26.2650, Review: Discipline of Ling; Discourse; Pragmati =?utf-8?Q?cs; _Text/Corpus_Ling:_Ruhi,_W=C3=B6rner,_Schmidt,_Haugh_(2014)?=

The LINGUIST List via LINGUIST linguist at listserv.linguistlist.org
Wed May 27 17:55:30 UTC 2015


LINGUIST List: Vol-26-2650. Wed May 27 2015. ISSN: 1069 - 4875.

Subject: 26.2650, Review: Discipline of Ling; Discourse; Pragmatics; Text/Corpus Ling: Ruhi, Wörner, Schmidt, Haugh (2014)

Moderators: linguist at linguistlist.org (Damir Cavar, Malgorzata E. Cavar)
Reviews: reviews at linguistlist.org (Anthony Aristar, Helen Aristar-Dry, Sara Couture)
Homepage: http://linguistlist.org

*****************    LINGUIST List Support    *****************
Please support the LL editors and operation with a donation at:
              http://funddrive.linguistlist.org/donate/

Editor for this issue: Sara  Couture <sara at linguistlist.org>
================================================================


Date: Wed, 27 May 2015 13:54:27
From: Yolanda Rivera Castillo [riveray at gmail.com]
Subject: Best Practices for Spoken Corpora in Linguistic Research

 
Discuss this message:
http://linguistlist.org/pubs/reviews/get-review.cfm?subid=36006197

Book announced at http://linguistlist.org/issues/25/25-3308.html

EDITOR: Şükriye  Ruhi
EDITOR: Michael  Haugh
EDITOR: Thomas  Schmidt
EDITOR: Kai  Wörner
TITLE: Best Practices for Spoken Corpora in Linguistic Research
PUBLISHER: Cambridge Scholars Publishing
YEAR: 2014

REVIEWER: Yolanda Rivera Castillo, University of Puerto Rico-Rio Piedras Campus

Review's Editor: Helen Aristar-Dry

SUMMARY

The book entitled “Best Practices for Spoken Corpora in Linguistics Research”

Exercise goal:
In the mailing list header, starting with "The LINGUIST List" and going on through "Schmidt, Haugh (2014)", swap "Wed" for "Wednesday" and give the passage again.

[Recorded data]
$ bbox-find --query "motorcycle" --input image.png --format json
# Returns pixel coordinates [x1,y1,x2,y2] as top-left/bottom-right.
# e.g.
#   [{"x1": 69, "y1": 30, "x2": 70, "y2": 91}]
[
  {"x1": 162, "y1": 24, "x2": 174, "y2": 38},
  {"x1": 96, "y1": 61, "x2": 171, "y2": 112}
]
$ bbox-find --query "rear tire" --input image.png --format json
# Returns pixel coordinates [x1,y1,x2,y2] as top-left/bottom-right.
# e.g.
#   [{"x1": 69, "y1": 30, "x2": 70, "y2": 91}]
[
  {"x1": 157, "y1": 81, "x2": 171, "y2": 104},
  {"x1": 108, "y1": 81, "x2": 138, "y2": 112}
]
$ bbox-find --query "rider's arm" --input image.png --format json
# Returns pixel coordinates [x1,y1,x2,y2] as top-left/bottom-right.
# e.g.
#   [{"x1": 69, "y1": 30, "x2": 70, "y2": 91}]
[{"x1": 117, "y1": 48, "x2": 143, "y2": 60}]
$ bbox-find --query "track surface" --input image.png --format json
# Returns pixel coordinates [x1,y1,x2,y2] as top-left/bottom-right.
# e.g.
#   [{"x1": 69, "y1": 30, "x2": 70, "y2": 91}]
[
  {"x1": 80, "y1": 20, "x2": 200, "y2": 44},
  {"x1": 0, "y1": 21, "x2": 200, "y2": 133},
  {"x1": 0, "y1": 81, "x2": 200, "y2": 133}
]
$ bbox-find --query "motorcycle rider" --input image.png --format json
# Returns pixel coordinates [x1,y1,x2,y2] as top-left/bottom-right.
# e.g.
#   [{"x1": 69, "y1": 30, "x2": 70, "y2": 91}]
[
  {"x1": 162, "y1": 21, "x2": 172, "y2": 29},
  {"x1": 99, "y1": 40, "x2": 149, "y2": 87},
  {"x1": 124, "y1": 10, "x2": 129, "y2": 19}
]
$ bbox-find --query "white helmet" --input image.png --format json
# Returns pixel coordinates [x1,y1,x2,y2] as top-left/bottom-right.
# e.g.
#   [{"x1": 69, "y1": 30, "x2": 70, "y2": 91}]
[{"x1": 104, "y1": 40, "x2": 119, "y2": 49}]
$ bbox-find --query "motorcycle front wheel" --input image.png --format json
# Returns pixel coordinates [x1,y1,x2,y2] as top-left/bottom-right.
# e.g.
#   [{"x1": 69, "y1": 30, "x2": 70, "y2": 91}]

Result of this exercise:
The LINGUIST List via LINGUIST linguist at listserv.linguistlist.org
Wednesday May 27 17:55:30 UTC 2015


LINGUIST List: Vol-26-2650. Wednesday May 27 2015. ISSN: 1069 - 4875.

Subject: 26.2650, Review: Discipline of Ling; Discourse; Pragmatics; Text/Corpus Ling: Ruhi, Wörner, Schmidt, Haugh (2014)